/---

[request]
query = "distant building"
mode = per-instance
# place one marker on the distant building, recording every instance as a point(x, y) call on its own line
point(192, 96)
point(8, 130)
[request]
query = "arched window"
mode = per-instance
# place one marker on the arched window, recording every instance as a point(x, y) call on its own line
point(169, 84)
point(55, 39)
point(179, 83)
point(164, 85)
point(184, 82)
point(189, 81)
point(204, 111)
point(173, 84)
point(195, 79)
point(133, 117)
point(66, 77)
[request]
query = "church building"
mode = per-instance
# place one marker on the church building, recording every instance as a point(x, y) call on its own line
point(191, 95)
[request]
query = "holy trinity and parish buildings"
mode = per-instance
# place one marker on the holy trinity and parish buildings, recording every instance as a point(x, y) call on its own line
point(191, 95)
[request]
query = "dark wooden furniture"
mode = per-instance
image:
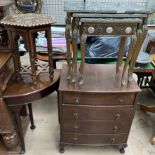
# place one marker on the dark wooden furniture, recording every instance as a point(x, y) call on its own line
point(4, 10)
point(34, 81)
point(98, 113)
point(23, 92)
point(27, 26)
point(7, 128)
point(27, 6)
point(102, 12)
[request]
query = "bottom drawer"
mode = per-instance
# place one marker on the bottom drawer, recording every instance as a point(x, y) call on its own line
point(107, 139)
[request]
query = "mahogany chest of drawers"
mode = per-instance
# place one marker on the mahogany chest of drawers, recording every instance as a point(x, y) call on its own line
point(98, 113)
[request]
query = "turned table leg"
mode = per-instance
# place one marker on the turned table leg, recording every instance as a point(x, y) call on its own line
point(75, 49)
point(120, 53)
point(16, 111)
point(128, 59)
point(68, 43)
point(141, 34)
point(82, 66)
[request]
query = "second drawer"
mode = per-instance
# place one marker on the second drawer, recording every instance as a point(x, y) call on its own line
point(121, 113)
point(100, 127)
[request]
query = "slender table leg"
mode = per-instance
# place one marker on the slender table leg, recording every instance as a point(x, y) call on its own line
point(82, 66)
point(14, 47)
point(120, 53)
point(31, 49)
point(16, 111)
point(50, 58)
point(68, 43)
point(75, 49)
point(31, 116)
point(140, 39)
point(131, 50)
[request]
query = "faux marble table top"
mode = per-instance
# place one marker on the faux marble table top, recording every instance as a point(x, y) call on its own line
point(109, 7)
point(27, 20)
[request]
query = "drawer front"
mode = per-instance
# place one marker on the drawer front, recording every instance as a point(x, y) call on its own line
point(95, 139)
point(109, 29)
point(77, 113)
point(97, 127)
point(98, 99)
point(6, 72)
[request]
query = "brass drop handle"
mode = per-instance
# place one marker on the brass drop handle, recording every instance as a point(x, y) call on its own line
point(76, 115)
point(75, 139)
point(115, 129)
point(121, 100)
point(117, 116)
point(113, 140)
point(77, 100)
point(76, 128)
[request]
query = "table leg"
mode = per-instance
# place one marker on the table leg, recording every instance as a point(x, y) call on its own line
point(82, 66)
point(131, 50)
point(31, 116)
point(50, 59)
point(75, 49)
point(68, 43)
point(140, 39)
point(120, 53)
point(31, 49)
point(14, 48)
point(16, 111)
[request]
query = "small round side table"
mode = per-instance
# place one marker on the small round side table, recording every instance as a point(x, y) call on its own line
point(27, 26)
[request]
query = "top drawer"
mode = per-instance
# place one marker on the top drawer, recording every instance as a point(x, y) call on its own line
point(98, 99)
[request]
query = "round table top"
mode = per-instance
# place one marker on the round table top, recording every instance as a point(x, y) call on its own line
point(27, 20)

\---

EXERCISE DETAILS:
With the line containing "# place one marker on the round" as the first and the last line of the data as the final one, copy every line between them exactly, those two included.

TASK ANSWER:
# place one marker on the round table top, recording every instance as a point(x, y) call on its own line
point(27, 20)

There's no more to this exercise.